→ TASK DESCRIPTION
Examine each line of the data. Copy the line if it includes the word "pink".

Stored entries
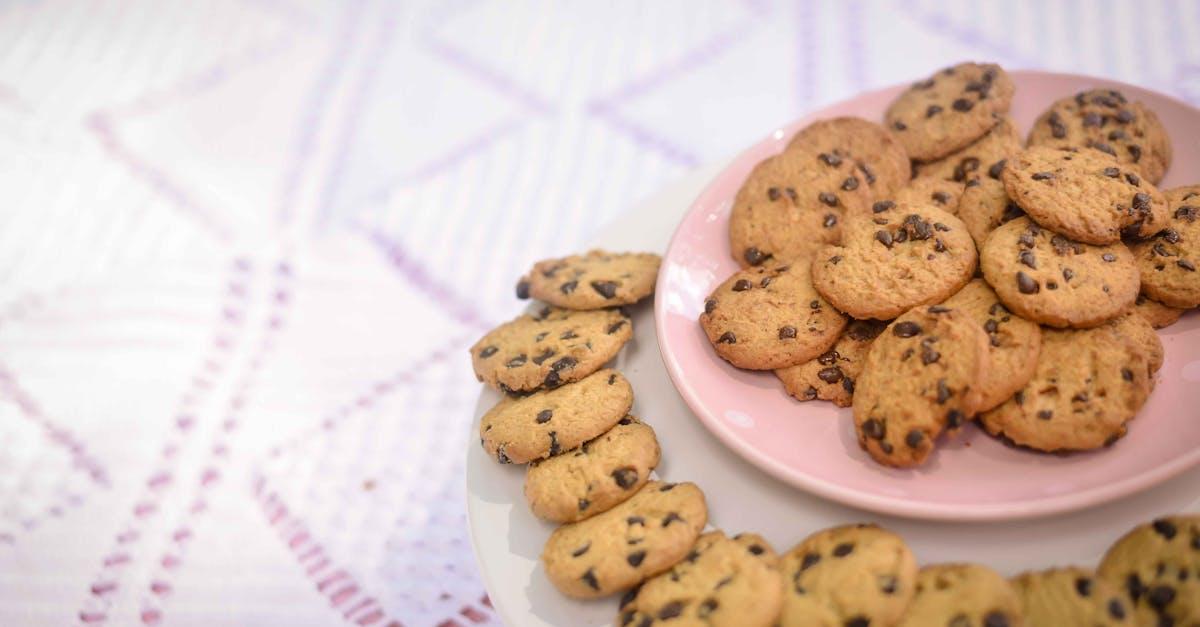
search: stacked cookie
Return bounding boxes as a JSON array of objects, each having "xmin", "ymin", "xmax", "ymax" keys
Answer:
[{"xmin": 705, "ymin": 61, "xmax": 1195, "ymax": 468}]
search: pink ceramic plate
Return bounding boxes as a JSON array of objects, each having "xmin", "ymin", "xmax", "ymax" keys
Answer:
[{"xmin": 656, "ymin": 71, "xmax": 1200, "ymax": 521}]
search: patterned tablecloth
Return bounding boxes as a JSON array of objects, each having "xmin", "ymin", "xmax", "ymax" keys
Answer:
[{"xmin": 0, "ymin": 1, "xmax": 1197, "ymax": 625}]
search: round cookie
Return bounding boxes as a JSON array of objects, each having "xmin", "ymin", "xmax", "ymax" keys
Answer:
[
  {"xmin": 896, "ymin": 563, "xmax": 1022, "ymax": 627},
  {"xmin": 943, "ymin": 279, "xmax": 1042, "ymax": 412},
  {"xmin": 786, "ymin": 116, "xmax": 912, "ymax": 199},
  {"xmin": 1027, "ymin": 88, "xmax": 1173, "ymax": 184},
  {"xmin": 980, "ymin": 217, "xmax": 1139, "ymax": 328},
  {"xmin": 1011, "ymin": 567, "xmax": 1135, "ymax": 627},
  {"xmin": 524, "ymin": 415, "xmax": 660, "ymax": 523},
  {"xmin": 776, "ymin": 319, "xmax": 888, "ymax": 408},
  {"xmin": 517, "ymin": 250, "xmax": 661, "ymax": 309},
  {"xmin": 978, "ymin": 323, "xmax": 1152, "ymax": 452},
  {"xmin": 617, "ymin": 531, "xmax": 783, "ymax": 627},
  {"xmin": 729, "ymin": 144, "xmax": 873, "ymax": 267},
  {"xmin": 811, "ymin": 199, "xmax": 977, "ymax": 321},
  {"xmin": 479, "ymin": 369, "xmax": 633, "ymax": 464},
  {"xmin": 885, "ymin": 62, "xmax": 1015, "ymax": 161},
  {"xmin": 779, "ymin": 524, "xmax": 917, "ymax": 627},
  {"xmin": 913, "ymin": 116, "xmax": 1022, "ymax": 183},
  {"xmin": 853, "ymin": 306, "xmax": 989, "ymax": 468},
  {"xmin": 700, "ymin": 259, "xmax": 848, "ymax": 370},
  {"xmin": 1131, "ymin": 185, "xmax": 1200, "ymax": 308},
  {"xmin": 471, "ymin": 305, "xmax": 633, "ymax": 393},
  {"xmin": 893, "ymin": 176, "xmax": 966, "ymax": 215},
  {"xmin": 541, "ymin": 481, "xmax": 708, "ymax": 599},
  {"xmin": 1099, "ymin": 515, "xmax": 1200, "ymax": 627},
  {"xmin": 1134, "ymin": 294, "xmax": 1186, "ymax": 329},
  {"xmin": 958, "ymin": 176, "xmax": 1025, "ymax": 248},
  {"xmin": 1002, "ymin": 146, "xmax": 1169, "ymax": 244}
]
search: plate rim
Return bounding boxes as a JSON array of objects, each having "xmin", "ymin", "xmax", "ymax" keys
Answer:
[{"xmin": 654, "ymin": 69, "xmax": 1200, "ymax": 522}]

* * *

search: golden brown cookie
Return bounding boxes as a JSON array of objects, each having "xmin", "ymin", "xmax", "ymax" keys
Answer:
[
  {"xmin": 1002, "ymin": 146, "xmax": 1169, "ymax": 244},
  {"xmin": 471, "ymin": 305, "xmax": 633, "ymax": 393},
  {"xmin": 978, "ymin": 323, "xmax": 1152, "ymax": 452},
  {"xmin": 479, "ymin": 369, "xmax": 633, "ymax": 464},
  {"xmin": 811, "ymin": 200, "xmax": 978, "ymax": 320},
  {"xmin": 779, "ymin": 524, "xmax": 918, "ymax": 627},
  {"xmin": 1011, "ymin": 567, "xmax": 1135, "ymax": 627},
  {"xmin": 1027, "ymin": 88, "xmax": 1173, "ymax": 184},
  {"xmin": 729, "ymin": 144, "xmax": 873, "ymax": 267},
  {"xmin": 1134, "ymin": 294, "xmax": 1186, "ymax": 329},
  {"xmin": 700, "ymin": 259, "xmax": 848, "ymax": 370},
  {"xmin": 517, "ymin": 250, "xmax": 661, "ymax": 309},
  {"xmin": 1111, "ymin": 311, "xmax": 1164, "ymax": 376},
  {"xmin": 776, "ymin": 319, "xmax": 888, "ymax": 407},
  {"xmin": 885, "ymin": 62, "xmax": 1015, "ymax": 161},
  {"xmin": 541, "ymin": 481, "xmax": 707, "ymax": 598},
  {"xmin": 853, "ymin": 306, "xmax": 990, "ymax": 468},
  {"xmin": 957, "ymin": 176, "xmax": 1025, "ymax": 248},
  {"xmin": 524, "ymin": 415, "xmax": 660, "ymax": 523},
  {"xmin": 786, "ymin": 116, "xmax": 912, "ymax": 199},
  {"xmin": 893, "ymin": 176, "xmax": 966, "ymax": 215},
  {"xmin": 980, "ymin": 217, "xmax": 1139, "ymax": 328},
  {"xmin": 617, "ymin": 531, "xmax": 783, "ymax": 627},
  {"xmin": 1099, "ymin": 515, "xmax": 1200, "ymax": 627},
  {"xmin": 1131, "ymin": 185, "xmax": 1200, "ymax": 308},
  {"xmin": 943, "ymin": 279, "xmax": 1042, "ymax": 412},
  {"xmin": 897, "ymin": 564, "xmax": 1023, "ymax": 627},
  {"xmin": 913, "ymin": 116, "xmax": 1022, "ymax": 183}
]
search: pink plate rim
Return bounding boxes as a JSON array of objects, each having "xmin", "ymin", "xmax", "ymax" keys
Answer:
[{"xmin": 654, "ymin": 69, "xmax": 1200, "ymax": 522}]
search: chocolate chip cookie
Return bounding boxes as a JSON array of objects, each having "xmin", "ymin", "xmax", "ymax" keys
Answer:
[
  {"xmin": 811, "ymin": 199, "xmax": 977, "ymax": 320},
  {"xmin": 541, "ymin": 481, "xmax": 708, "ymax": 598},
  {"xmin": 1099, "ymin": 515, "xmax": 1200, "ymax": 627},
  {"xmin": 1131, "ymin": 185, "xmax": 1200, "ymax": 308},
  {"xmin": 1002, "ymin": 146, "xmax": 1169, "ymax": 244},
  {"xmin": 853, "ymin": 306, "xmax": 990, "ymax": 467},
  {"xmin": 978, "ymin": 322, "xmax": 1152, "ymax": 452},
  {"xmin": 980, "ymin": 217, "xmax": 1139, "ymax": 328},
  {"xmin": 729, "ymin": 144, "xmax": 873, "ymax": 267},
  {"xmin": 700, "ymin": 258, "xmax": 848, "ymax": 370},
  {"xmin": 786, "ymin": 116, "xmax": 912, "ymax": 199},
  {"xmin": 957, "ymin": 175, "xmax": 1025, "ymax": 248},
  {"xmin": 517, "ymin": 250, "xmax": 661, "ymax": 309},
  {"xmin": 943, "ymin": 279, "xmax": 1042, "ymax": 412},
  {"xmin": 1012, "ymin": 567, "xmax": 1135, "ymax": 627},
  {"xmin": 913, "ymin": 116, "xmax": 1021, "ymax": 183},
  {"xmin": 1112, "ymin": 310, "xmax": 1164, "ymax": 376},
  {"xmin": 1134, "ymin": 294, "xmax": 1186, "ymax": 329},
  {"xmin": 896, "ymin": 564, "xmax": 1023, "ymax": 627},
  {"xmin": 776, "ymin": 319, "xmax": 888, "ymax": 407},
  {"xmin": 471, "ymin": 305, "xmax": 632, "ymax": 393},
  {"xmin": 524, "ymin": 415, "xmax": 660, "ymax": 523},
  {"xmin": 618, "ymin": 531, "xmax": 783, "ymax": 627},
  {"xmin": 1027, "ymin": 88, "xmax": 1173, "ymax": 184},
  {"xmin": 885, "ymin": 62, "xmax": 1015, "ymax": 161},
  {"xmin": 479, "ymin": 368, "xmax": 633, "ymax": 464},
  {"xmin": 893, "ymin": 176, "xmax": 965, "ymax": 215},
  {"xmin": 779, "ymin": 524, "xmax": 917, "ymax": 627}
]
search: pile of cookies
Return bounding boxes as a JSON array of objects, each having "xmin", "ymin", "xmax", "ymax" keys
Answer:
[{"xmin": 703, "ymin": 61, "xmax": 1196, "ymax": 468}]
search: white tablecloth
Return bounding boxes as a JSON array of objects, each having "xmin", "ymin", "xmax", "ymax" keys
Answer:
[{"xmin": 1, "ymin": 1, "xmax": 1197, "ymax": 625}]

* * *

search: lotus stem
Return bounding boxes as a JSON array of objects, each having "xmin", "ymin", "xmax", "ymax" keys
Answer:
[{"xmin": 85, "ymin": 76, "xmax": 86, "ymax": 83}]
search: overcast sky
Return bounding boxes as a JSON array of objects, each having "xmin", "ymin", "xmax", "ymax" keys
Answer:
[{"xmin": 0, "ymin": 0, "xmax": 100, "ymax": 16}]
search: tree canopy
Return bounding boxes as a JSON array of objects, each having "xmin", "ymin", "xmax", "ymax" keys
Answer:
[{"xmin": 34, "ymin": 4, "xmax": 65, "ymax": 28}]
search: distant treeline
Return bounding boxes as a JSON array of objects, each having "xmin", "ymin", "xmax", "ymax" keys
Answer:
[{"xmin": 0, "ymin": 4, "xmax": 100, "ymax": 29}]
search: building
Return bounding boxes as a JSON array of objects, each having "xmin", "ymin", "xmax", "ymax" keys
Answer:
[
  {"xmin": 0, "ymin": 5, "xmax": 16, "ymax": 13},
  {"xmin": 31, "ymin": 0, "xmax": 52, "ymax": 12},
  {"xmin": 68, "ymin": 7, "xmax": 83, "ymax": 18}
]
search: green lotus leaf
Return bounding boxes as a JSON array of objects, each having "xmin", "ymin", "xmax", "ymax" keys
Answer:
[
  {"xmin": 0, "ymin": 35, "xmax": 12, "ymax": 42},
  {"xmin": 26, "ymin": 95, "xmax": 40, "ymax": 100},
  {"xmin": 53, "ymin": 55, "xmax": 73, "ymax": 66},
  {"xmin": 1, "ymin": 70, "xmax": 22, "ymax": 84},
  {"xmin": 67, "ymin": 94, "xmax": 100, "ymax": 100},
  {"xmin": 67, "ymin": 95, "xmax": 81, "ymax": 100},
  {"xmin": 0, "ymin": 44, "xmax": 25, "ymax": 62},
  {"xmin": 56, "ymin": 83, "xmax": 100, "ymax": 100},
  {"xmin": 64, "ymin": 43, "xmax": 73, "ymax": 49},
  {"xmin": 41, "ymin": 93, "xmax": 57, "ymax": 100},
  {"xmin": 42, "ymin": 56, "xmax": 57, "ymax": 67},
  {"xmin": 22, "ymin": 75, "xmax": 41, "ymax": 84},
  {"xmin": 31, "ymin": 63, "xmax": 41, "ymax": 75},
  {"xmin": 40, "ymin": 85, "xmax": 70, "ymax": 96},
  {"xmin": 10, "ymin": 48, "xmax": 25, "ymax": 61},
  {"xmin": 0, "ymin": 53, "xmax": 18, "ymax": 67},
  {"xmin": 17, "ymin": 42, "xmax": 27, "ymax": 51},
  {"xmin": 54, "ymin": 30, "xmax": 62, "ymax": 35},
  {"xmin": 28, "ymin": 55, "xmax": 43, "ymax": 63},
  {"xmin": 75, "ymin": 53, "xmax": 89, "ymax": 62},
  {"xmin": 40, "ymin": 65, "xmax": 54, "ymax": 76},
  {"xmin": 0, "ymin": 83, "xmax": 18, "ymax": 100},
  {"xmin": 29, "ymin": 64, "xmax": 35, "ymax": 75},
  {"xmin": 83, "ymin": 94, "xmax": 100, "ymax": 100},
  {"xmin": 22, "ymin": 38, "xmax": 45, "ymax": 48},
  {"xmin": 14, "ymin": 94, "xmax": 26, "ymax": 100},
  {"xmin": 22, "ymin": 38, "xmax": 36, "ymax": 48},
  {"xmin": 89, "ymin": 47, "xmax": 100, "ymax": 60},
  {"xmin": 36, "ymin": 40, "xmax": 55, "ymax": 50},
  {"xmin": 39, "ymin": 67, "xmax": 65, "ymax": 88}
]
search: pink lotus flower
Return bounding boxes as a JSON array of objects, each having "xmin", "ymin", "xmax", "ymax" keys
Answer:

→ RESPONSE AREA
search: pink ceramic plate
search: pink plate rim
search: pink lotus flower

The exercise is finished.